# Obiettivo del compito
Per favore, conta le righe del materiale che contengono la parola "white", distinguendo tra maiuscole e minuscole. Scrivi soltanto il numero.

..........

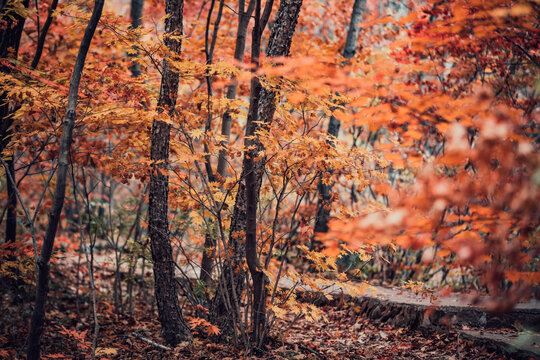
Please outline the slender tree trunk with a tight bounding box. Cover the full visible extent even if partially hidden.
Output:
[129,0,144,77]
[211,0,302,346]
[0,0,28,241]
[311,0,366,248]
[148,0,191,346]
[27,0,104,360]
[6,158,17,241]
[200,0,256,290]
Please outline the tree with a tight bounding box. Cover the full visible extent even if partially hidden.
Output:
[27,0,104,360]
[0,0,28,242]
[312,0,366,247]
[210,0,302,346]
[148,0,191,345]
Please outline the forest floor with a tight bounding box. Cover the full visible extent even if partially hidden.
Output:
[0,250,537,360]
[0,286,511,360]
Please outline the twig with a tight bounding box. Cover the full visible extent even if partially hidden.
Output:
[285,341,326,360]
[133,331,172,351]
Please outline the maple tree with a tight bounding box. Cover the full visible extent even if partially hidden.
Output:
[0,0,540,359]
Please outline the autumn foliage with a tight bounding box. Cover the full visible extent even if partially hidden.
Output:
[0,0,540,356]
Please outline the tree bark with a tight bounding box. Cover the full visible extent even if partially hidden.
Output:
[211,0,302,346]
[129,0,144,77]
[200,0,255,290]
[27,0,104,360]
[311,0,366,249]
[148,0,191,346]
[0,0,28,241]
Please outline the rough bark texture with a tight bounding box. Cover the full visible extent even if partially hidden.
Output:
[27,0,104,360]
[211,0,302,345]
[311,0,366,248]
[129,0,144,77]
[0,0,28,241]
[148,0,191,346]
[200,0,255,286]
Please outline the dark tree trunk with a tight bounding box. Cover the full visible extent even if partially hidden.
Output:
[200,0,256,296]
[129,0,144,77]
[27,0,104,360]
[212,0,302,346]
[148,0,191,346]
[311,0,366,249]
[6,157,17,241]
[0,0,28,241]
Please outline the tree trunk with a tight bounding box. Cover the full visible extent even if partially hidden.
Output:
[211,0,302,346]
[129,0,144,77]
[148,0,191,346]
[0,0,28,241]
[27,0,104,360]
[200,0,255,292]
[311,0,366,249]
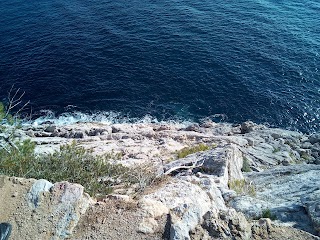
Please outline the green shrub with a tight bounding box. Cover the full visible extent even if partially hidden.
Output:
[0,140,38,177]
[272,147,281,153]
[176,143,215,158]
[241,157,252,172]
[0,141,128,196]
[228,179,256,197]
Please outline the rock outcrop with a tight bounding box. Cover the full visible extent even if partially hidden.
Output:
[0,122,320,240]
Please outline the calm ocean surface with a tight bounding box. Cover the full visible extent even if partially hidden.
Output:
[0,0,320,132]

..........

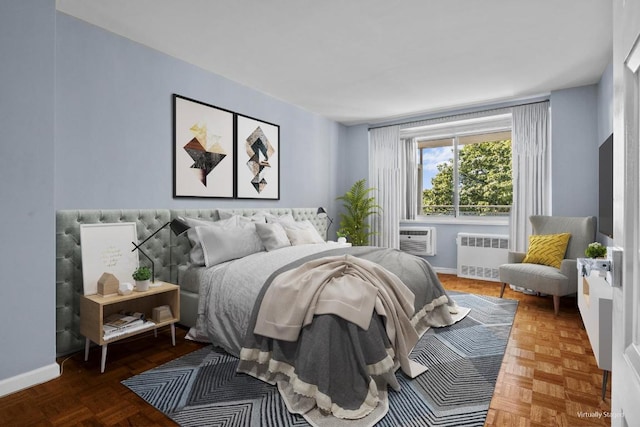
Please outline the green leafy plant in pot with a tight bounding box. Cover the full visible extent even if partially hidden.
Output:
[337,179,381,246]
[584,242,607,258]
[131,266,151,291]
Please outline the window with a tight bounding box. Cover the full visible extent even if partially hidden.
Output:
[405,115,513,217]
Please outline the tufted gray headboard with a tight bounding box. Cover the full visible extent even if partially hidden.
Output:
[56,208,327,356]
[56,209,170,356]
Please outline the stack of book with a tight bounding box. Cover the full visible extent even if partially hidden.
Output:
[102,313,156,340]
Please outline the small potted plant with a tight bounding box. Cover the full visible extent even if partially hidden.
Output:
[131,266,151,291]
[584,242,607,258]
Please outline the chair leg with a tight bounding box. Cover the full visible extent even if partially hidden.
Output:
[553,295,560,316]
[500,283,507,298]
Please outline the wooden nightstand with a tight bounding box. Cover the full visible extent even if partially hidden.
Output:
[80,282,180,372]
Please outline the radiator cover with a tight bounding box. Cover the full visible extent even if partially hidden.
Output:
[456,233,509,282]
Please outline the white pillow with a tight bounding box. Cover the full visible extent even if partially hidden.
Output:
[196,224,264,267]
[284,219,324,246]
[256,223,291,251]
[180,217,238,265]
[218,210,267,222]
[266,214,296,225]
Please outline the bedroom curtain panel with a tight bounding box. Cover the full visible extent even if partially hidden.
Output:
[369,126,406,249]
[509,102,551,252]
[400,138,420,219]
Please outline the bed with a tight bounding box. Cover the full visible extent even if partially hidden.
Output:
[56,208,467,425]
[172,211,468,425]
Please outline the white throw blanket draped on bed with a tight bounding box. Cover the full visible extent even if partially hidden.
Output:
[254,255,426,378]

..........

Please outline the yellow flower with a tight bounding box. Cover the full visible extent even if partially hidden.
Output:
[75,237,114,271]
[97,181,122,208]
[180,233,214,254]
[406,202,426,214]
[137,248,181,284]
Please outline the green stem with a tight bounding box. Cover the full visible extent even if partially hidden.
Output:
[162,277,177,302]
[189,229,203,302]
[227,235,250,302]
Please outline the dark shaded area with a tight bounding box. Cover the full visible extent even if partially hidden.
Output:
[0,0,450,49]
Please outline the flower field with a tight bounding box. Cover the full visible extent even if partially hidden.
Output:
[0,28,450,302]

..........

# Soluzione
2